▶ Extracted text
◆ ◆ ◆ ◆ ◆ ◆ ◆
I was just congratulating myself on putting my tick in the right box to vote for you, Mr Speaker. It is indeed wonderful to see you in the Chair. Congratulations on your election, and I hope that it ushers in the start of a brave new Parliament, not just for me and my own speeches, but, of course, for all of us, and for the country.
In the general election that took place only just over a week ago—which seems incredible—I was returned to this place with more than 63% of the vote, the largest share ever received in the fantastic constituency of Redditch since its formation in 1997. It exceeded even the vote share of Jacqui Smith, the former Labour Home Secretary, when she represented the constituency so ably. That, I think, constitutes an overwhelming mandate for me to get Brexit done, and then move on to the priorities on which my constituents want me to focus on their behalf. One of those priorities is, of course, returning services to the Alex hospital. New Members, you will hear that again—hint, hint.
◆ ◆ ◆ ◆ ◆ ◆ ◆
▶ Dataset content
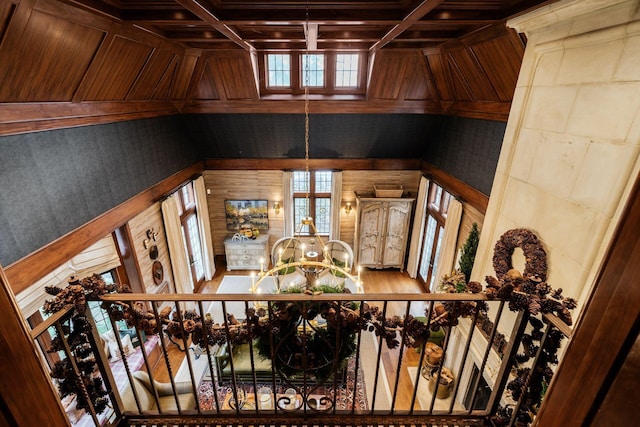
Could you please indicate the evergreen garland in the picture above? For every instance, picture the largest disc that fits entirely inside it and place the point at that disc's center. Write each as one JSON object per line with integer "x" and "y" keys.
{"x": 86, "y": 386}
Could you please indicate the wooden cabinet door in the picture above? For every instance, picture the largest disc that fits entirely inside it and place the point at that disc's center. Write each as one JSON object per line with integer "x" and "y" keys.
{"x": 372, "y": 217}
{"x": 395, "y": 238}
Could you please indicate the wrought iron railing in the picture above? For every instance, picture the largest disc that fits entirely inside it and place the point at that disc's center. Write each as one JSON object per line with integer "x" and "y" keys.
{"x": 342, "y": 359}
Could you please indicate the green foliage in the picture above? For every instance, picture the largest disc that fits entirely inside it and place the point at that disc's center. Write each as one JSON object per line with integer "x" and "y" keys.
{"x": 468, "y": 255}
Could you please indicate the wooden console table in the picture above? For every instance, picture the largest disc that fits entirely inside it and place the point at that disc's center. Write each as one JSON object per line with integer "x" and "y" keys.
{"x": 245, "y": 254}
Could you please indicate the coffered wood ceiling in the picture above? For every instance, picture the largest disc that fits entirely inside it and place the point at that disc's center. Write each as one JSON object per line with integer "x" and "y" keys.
{"x": 75, "y": 62}
{"x": 352, "y": 25}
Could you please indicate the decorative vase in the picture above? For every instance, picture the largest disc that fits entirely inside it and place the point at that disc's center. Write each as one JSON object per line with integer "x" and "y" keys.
{"x": 445, "y": 384}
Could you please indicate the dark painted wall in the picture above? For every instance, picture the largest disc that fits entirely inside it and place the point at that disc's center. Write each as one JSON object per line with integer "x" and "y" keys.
{"x": 354, "y": 136}
{"x": 467, "y": 149}
{"x": 53, "y": 182}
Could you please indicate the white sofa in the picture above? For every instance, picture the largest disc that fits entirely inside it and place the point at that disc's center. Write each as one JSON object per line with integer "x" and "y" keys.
{"x": 166, "y": 399}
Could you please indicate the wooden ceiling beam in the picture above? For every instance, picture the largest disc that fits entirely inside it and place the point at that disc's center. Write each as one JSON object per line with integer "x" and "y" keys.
{"x": 196, "y": 7}
{"x": 413, "y": 17}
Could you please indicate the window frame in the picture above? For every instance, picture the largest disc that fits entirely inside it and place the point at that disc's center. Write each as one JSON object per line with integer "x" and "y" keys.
{"x": 187, "y": 210}
{"x": 438, "y": 200}
{"x": 297, "y": 89}
{"x": 312, "y": 196}
{"x": 266, "y": 68}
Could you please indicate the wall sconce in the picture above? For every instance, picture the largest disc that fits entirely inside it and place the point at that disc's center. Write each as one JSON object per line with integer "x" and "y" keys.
{"x": 151, "y": 237}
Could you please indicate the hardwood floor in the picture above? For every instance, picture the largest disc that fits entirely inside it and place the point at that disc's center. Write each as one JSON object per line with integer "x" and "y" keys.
{"x": 375, "y": 281}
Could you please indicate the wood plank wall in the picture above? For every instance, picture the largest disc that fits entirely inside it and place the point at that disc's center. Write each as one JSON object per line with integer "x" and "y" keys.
{"x": 151, "y": 218}
{"x": 267, "y": 184}
{"x": 34, "y": 266}
{"x": 242, "y": 185}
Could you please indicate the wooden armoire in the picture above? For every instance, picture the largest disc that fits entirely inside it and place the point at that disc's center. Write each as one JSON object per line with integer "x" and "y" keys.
{"x": 382, "y": 231}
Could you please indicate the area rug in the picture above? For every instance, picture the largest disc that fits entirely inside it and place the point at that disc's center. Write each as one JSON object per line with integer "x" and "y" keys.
{"x": 347, "y": 397}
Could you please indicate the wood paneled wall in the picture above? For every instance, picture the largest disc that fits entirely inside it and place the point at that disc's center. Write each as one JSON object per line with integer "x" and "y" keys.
{"x": 90, "y": 66}
{"x": 476, "y": 75}
{"x": 63, "y": 65}
{"x": 242, "y": 185}
{"x": 151, "y": 218}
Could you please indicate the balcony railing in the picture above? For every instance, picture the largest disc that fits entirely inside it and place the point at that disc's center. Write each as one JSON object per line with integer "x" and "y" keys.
{"x": 342, "y": 359}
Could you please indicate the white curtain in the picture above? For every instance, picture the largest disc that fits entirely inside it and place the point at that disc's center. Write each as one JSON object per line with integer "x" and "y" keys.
{"x": 418, "y": 229}
{"x": 287, "y": 200}
{"x": 449, "y": 240}
{"x": 336, "y": 201}
{"x": 204, "y": 226}
{"x": 177, "y": 251}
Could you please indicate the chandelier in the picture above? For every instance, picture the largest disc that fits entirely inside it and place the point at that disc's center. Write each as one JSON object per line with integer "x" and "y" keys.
{"x": 313, "y": 264}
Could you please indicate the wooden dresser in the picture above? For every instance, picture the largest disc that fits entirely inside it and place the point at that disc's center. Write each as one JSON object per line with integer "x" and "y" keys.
{"x": 245, "y": 254}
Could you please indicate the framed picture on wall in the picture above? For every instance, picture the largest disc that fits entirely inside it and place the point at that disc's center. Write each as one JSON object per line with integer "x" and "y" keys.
{"x": 243, "y": 214}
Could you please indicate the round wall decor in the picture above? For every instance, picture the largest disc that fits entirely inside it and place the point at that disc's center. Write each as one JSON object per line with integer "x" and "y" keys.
{"x": 158, "y": 272}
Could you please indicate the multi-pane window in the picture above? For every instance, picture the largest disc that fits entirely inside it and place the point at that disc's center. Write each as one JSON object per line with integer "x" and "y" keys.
{"x": 312, "y": 198}
{"x": 191, "y": 233}
{"x": 347, "y": 69}
{"x": 437, "y": 207}
{"x": 279, "y": 69}
{"x": 312, "y": 70}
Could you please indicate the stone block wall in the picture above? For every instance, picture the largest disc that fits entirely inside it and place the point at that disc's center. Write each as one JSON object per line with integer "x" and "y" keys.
{"x": 571, "y": 148}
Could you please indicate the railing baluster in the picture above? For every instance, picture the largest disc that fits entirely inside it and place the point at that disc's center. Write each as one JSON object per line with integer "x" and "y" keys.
{"x": 534, "y": 363}
{"x": 231, "y": 362}
{"x": 186, "y": 350}
{"x": 76, "y": 371}
{"x": 206, "y": 332}
{"x": 401, "y": 352}
{"x": 357, "y": 361}
{"x": 485, "y": 358}
{"x": 379, "y": 358}
{"x": 253, "y": 366}
{"x": 421, "y": 361}
{"x": 464, "y": 359}
{"x": 125, "y": 363}
{"x": 507, "y": 361}
{"x": 445, "y": 346}
{"x": 154, "y": 306}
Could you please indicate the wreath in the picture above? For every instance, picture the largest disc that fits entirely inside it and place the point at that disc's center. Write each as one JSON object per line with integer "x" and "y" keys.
{"x": 529, "y": 290}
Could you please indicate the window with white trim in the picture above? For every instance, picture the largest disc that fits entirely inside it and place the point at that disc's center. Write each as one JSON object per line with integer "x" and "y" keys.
{"x": 312, "y": 198}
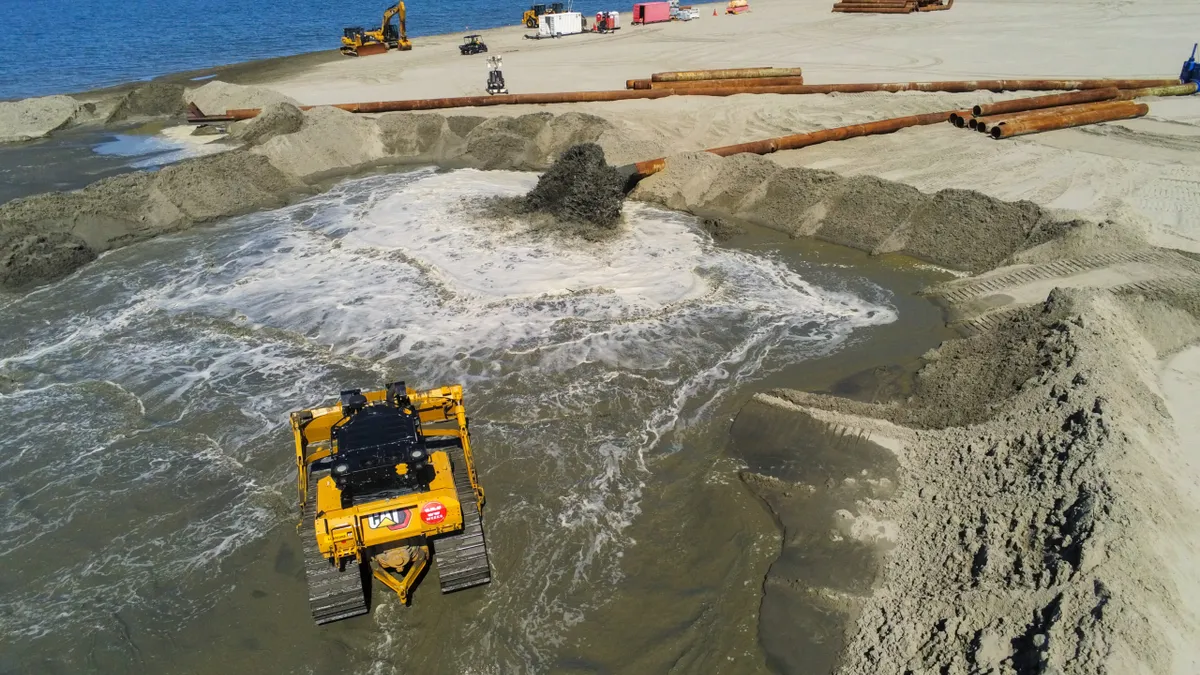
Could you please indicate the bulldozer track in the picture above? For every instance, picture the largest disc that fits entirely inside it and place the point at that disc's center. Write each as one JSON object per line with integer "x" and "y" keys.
{"x": 1182, "y": 284}
{"x": 960, "y": 292}
{"x": 333, "y": 593}
{"x": 462, "y": 559}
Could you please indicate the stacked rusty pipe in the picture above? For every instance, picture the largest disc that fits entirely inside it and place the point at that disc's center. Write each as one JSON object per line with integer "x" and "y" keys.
{"x": 876, "y": 6}
{"x": 723, "y": 88}
{"x": 891, "y": 6}
{"x": 1020, "y": 117}
{"x": 720, "y": 78}
{"x": 796, "y": 141}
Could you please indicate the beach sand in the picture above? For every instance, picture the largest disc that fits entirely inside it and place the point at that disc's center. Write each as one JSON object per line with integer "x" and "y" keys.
{"x": 1044, "y": 519}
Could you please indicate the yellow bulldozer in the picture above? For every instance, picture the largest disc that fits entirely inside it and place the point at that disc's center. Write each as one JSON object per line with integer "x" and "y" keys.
{"x": 359, "y": 42}
{"x": 384, "y": 476}
{"x": 531, "y": 17}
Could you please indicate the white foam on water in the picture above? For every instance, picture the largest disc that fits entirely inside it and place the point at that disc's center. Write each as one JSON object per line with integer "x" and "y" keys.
{"x": 153, "y": 151}
{"x": 581, "y": 360}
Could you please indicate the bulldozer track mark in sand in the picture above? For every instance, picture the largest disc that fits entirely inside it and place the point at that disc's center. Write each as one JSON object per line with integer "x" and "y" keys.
{"x": 333, "y": 595}
{"x": 964, "y": 291}
{"x": 461, "y": 559}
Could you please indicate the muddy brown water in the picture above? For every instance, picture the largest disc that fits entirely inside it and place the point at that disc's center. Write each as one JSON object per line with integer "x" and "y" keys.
{"x": 148, "y": 464}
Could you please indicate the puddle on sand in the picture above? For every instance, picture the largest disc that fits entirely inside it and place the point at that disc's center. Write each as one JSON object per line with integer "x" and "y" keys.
{"x": 811, "y": 478}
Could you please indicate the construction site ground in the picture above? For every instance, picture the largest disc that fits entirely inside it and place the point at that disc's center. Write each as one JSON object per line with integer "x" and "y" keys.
{"x": 1033, "y": 495}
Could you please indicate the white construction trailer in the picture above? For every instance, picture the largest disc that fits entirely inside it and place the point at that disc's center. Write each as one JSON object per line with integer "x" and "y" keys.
{"x": 565, "y": 23}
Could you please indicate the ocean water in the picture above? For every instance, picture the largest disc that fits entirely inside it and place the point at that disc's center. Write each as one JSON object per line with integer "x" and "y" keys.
{"x": 55, "y": 46}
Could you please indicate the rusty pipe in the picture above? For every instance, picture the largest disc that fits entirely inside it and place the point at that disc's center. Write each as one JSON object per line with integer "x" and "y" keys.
{"x": 725, "y": 73}
{"x": 1174, "y": 90}
{"x": 796, "y": 141}
{"x": 959, "y": 118}
{"x": 861, "y": 10}
{"x": 1104, "y": 112}
{"x": 750, "y": 82}
{"x": 985, "y": 123}
{"x": 623, "y": 95}
{"x": 1019, "y": 105}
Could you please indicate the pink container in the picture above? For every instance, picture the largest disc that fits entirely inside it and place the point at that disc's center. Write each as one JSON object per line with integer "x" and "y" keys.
{"x": 651, "y": 12}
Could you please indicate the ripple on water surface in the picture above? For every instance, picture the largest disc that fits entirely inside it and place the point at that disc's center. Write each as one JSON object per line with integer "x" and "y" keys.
{"x": 161, "y": 377}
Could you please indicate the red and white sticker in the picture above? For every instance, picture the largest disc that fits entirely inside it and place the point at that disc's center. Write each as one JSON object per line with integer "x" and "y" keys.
{"x": 433, "y": 513}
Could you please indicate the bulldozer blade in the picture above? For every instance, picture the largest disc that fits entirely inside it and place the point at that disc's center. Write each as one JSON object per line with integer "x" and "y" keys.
{"x": 371, "y": 49}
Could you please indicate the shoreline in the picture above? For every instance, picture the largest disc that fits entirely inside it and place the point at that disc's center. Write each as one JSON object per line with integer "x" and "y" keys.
{"x": 1035, "y": 506}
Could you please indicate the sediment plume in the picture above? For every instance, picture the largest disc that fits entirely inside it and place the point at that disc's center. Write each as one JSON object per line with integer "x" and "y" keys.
{"x": 580, "y": 187}
{"x": 291, "y": 154}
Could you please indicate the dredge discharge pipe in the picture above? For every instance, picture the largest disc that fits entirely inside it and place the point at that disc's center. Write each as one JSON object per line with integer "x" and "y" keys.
{"x": 1176, "y": 90}
{"x": 1054, "y": 100}
{"x": 623, "y": 95}
{"x": 1037, "y": 124}
{"x": 874, "y": 9}
{"x": 792, "y": 142}
{"x": 984, "y": 125}
{"x": 747, "y": 82}
{"x": 936, "y": 7}
{"x": 725, "y": 73}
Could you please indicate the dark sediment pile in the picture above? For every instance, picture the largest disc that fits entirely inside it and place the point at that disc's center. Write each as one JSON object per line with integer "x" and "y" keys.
{"x": 580, "y": 195}
{"x": 580, "y": 187}
{"x": 1036, "y": 517}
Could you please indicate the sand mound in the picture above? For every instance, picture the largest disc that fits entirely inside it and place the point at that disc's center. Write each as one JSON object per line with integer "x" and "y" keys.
{"x": 529, "y": 142}
{"x": 1031, "y": 541}
{"x": 276, "y": 119}
{"x": 36, "y": 118}
{"x": 289, "y": 151}
{"x": 153, "y": 100}
{"x": 867, "y": 213}
{"x": 329, "y": 141}
{"x": 216, "y": 97}
{"x": 48, "y": 236}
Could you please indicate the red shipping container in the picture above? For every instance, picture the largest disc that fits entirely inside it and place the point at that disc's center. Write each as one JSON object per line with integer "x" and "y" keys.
{"x": 651, "y": 12}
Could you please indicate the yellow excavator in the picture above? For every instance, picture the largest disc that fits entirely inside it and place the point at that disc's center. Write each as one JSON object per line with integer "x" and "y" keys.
{"x": 384, "y": 476}
{"x": 359, "y": 42}
{"x": 531, "y": 17}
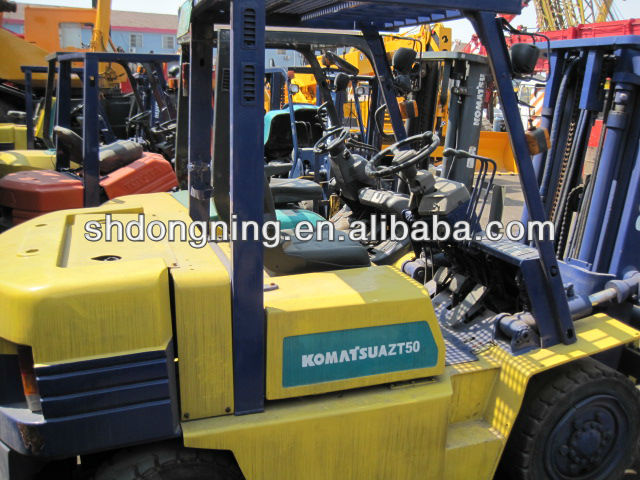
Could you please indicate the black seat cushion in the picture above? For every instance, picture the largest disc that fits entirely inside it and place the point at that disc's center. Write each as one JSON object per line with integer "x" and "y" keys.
{"x": 291, "y": 190}
{"x": 118, "y": 154}
{"x": 112, "y": 156}
{"x": 277, "y": 168}
{"x": 294, "y": 256}
{"x": 70, "y": 142}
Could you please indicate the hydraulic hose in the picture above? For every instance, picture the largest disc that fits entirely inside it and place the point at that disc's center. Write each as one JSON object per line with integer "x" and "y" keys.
{"x": 555, "y": 129}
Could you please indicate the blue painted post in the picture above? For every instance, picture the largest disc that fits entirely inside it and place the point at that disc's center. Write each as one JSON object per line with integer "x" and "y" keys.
{"x": 247, "y": 188}
{"x": 200, "y": 120}
{"x": 383, "y": 71}
{"x": 28, "y": 108}
{"x": 90, "y": 132}
{"x": 558, "y": 328}
{"x": 617, "y": 130}
{"x": 356, "y": 101}
{"x": 48, "y": 103}
{"x": 63, "y": 107}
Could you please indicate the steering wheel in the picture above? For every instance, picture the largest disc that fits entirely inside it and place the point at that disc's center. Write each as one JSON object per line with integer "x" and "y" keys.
{"x": 139, "y": 117}
{"x": 373, "y": 169}
{"x": 322, "y": 146}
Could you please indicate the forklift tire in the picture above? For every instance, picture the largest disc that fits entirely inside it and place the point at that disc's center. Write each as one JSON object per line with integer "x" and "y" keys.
{"x": 169, "y": 461}
{"x": 578, "y": 421}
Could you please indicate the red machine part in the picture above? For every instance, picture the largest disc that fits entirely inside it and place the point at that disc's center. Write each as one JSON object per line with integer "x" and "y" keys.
{"x": 29, "y": 194}
{"x": 592, "y": 30}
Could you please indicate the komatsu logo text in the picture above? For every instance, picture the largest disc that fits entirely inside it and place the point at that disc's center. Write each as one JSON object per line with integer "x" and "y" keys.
{"x": 358, "y": 353}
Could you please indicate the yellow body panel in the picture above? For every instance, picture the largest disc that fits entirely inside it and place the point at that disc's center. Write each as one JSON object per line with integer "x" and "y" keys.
{"x": 454, "y": 427}
{"x": 68, "y": 306}
{"x": 18, "y": 160}
{"x": 494, "y": 145}
{"x": 16, "y": 52}
{"x": 338, "y": 301}
{"x": 8, "y": 348}
{"x": 14, "y": 134}
{"x": 375, "y": 433}
{"x": 56, "y": 297}
{"x": 76, "y": 311}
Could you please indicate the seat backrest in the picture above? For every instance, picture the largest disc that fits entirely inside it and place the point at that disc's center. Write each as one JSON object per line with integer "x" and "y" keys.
{"x": 70, "y": 142}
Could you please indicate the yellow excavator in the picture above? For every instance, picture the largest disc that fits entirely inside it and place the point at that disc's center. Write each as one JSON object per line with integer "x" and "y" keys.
{"x": 42, "y": 25}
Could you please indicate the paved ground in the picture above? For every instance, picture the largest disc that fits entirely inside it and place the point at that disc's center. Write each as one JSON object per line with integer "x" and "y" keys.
{"x": 513, "y": 202}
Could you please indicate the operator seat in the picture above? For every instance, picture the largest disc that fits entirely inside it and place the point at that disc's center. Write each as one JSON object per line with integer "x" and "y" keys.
{"x": 112, "y": 157}
{"x": 293, "y": 190}
{"x": 292, "y": 255}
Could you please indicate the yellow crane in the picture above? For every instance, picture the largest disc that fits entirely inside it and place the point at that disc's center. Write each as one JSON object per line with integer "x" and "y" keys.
{"x": 561, "y": 14}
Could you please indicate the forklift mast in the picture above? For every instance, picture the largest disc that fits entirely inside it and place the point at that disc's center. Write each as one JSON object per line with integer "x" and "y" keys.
{"x": 591, "y": 194}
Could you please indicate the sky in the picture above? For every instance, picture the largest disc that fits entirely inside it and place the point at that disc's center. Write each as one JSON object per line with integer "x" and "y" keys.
{"x": 462, "y": 30}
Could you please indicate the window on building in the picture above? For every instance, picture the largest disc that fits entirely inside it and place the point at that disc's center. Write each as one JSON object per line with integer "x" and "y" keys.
{"x": 169, "y": 42}
{"x": 135, "y": 42}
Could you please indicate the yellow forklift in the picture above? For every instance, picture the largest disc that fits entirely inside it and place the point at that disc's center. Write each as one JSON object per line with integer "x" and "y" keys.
{"x": 156, "y": 359}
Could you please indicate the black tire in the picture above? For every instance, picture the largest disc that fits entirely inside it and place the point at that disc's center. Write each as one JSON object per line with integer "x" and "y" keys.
{"x": 578, "y": 422}
{"x": 168, "y": 461}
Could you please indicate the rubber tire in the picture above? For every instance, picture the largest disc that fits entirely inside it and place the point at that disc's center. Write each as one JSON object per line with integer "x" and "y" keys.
{"x": 169, "y": 461}
{"x": 551, "y": 395}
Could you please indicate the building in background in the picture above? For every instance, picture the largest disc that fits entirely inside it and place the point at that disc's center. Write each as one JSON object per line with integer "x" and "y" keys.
{"x": 131, "y": 31}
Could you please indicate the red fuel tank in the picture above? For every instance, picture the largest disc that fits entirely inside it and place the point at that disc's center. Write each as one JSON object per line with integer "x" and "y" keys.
{"x": 31, "y": 193}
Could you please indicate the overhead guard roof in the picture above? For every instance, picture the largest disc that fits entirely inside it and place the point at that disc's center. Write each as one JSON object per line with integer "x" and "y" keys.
{"x": 380, "y": 14}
◆ ◆ ◆ ◆ ◆ ◆ ◆
▶ Tasks to perform
A: Echo everything in the Redditch maiden speech from "I was just congratulating" down to "for the country.".
B: Proceed with the Redditch maiden speech, picking up right after its last sentence.
Nothing in the lines is needed here.

▶ Results for each task
A:
I was just congratulating myself on putting my tick in the right box to vote for you, Mr Speaker. It is indeed wonderful to see you in the Chair. Congratulations on your election, and I hope that it ushers in the start of a brave new Parliament, not just for me and my own speeches, but, of course, for all of us, and for the country.

B:
I think it fair to say, along with my colleagues who were also elected in 2017, that we have had a pretty miserable time of it. All of us entered the House full of the passion that my wonderful new colleagues sitting near me clearly feel. We were eager to do our best not just for our constituents but for the whole country, but we have not been able to fulfil what we were sent to Parliament to do. I believe that, as a Member with the privilege to sit on these Benches, I am a servant of my constituents. It is not my job to tell them that they were wrong, and that they did not know what they were voting for. I voted remain, but at the end of the day we have to respect democracy. People who are on the wrong side of arguments just need to move on, and, finally, we have a chance to do that.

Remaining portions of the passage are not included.